- [WHAT THE TASK REQUIRES]: Without omitting anything, copy the data exactly.

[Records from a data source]

····················

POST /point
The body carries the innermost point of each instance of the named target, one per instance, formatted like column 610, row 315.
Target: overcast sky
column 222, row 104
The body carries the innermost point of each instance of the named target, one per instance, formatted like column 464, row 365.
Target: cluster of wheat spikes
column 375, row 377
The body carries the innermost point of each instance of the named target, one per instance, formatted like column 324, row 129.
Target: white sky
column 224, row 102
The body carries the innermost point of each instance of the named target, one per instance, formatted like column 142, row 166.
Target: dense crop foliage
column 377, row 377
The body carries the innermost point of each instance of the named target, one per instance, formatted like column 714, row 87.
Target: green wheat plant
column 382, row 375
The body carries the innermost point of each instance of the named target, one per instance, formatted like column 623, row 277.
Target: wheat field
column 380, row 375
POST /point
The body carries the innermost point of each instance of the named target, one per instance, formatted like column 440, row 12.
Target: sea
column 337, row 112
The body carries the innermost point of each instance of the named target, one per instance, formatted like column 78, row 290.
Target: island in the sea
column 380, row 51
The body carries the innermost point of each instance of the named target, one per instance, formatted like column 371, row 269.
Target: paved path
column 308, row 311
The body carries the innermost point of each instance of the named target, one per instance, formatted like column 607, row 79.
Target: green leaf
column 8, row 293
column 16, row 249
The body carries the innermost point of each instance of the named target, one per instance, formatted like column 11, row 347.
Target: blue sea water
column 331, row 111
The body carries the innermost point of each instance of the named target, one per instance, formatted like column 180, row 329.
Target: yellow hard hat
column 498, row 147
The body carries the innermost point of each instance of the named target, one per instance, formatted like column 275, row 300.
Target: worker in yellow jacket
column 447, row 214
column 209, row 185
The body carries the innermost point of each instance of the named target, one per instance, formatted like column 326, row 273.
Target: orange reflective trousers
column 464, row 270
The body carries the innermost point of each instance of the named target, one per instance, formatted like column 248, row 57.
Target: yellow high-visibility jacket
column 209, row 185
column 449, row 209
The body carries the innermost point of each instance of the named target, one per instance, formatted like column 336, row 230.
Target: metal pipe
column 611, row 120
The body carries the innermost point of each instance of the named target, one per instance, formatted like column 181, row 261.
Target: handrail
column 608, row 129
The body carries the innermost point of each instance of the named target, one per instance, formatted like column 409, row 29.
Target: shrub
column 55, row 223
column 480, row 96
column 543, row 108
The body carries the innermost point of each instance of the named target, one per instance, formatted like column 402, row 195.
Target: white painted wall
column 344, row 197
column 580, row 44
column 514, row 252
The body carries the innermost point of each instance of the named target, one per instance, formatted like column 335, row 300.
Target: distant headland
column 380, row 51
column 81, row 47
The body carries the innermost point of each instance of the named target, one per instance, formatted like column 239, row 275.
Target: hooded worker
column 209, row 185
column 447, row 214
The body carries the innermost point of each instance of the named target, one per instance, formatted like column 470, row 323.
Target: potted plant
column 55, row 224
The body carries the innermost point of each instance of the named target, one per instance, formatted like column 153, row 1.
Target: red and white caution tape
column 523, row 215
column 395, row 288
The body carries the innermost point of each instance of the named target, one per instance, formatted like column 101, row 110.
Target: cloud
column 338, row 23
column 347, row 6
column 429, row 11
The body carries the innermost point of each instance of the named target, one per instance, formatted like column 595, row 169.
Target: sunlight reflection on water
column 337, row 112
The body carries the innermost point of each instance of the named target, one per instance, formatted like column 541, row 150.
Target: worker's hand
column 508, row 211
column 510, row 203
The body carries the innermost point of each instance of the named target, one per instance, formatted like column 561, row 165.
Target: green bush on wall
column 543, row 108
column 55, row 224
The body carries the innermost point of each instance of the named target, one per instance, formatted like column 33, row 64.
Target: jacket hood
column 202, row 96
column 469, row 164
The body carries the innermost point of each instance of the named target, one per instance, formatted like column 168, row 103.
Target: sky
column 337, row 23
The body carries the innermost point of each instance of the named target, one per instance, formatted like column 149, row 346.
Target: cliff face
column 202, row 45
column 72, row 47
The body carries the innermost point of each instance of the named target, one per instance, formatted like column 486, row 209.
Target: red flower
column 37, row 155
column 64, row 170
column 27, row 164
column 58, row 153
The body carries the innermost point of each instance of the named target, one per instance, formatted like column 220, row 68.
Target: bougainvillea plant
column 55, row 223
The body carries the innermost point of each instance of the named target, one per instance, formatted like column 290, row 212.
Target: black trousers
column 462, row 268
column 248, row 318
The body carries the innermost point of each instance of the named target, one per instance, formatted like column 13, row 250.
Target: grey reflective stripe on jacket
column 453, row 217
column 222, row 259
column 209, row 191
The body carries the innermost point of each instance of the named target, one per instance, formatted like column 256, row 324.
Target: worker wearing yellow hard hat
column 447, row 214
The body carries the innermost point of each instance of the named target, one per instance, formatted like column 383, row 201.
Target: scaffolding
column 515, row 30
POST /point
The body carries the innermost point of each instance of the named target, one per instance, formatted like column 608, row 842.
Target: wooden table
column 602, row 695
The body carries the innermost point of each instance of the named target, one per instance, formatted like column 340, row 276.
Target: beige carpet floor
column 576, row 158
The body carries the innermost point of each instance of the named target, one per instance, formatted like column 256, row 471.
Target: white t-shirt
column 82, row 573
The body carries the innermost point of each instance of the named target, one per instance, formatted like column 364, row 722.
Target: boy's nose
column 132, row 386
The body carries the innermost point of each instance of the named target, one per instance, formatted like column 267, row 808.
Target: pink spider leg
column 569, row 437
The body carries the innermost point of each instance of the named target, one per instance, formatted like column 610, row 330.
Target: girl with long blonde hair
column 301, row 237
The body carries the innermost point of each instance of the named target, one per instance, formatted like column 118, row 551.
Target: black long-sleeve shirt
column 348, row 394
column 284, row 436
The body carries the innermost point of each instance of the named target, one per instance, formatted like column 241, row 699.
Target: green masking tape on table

····················

- [ANSWER SPACE]:
POST /point
The body carries the innermost point of each instance of the named target, one per instance, formatted like column 610, row 315.
Target: overcast sky
column 222, row 104
The body carries the innermost point of each instance of the named target, one per instance, formatted like column 464, row 365.
Target: cluster of wheat spikes
column 375, row 377
The body carries the innermost point of each instance of the named target, one per instance, formatted like column 324, row 129.
Target: white sky
column 224, row 102
The body carries the innermost point of each instance of the named target, one per instance, formatted like column 142, row 166.
Target: dense crop foliage
column 377, row 377
The body carries the innermost point of each instance of the named target, one per instance, formatted like column 714, row 87.
Target: green wheat plant
column 382, row 375
The body carries the innermost point of each instance of the named target, one per instance, formatted like column 623, row 277.
Target: wheat field
column 380, row 375
POST /point
The body carries the innermost point of each instance of the named target, one per instance, formatted like column 440, row 12.
Target: sea
column 337, row 112
The body carries the innermost point of each instance of the named target, one per instance, formatted like column 78, row 290.
Target: island in the sea
column 380, row 51
The body carries the innermost point of each instance of the named target, one per instance, formatted like column 371, row 269.
Target: paved path
column 308, row 311
The body carries the innermost point of each instance of the named target, one per instance, formatted like column 607, row 79.
Target: green leaf
column 8, row 293
column 16, row 249
The body carries the innermost point of each instance of the named target, one per instance, formatted like column 11, row 347.
Target: blue sea water
column 331, row 111
The body carries the innermost point of each instance of the named target, one per instance, formatted like column 180, row 329.
Target: yellow hard hat
column 498, row 147
The body carries the innermost point of each instance of the named target, one per instance, formatted like column 275, row 300.
Target: worker in yellow jacket
column 447, row 214
column 209, row 185
The body carries the innermost point of each instance of the named target, one per instance, formatted like column 326, row 273.
Target: orange reflective trousers
column 464, row 270
The body carries the innermost point of each instance of the named target, one per instance, formatted like column 248, row 57.
Target: yellow high-visibility jacket
column 209, row 185
column 449, row 209
The body carries the innermost point of each instance of the named target, one per instance, formatted like column 336, row 230.
Target: metal pipe
column 611, row 120
The body carries the innermost point of each instance of the named target, one per instance, formatted like column 181, row 261.
Target: handrail
column 608, row 129
The body carries the innermost point of each instance of the named target, one per instance, formatted like column 409, row 29.
Target: shrub
column 55, row 223
column 480, row 96
column 543, row 108
The body carries the innermost point of each instance of the named target, one per instance, formatted like column 402, row 195.
Target: white painted wall
column 344, row 197
column 580, row 44
column 514, row 252
The body carries the innermost point of each instance of the named target, one per instance, formatted like column 335, row 300.
Target: distant headland
column 380, row 51
column 81, row 47
The body carries the innermost point of each instance of the named target, one per instance, formatted like column 239, row 275.
Target: hooded worker
column 209, row 185
column 447, row 214
The body carries the innermost point of each instance of the named target, one per instance, formatted like column 470, row 323.
Target: potted plant
column 55, row 224
The body carries the innermost point of each instance of the named target, one per instance, formatted like column 153, row 1.
Target: red and white caution tape
column 523, row 215
column 395, row 288
The body carries the innermost point of each instance of the named target, one per instance, formatted like column 101, row 110.
Target: cloud
column 338, row 23
column 347, row 6
column 429, row 11
The body carries the innermost point of each instance of the named target, one per instance, formatted like column 595, row 169.
Target: sunlight reflection on water
column 337, row 112
The body carries the innermost point of each instance of the named target, one per instance, formatted like column 541, row 150.
Target: worker's hand
column 508, row 211
column 510, row 203
The body carries the innermost point of each instance of the named target, one per instance, formatted like column 561, row 165.
Target: green bush on wall
column 543, row 108
column 55, row 224
The body carries the innermost point of each instance of the named target, one per instance, formatted like column 33, row 64.
Target: jacket hood
column 202, row 96
column 469, row 164
The body carries the innermost point of each instance of the named target, one per instance, formatted like column 168, row 103.
Target: sky
column 337, row 23
The body carries the innermost point of each instance of the named target, one per instance, formatted like column 149, row 346.
Target: cliff face
column 202, row 45
column 72, row 47
The body carries the innermost point of each instance of the named target, one per instance, formatted like column 486, row 209.
Target: red flower
column 37, row 155
column 64, row 170
column 27, row 164
column 58, row 153
The body carries the innermost point of each instance of the named target, one per instance, formatted like column 220, row 68.
Target: bougainvillea plant
column 55, row 223
The body carries the innermost point of each instance of the named target, one per instance, formatted like column 290, row 212.
Target: black trousers
column 462, row 268
column 248, row 318
The body carries the innermost point of each instance of the named target, one per instance, formatted like column 13, row 250.
Target: grey reflective stripe on jacket
column 453, row 217
column 222, row 259
column 209, row 191
The body carries the innermost point of each instance of the named target, one per instance, formatted like column 256, row 324.
Target: worker wearing yellow hard hat
column 447, row 214
The body carries the innermost point of each instance of the named target, one per instance, formatted like column 383, row 201.
Target: scaffolding
column 515, row 30
POST /point
The body carries the innermost point of each instance of the named target, one per instance, formatted like column 608, row 842.
Target: wooden table
column 602, row 695
The body carries the innermost point of each instance of the named target, one per instance, formatted like column 340, row 276.
Target: beige carpet floor
column 576, row 158
The body carries the innermost point of each instance of the named target, one per instance, formatted like column 256, row 471.
Target: white t-shirt
column 82, row 573
The body carries the innermost point of each instance of the named target, one per instance, formatted like column 364, row 722.
Target: boy's nose
column 132, row 386
The body carries the innermost point of each instance of the named target, one per instance, formatted like column 267, row 808.
Target: pink spider leg
column 569, row 437
The body carries the innermost point of each instance of the named target, one per instance, formatted like column 610, row 330.
Target: girl with long blonde hair
column 301, row 237
The body carries the innermost point of each instance of the named target, one per instance, formatted like column 118, row 551.
Target: black long-sleeve shirt
column 348, row 394
column 284, row 436
The body carries the innermost point of each instance of the named target, one per instance, formatted like column 241, row 699.
Target: green masking tape on table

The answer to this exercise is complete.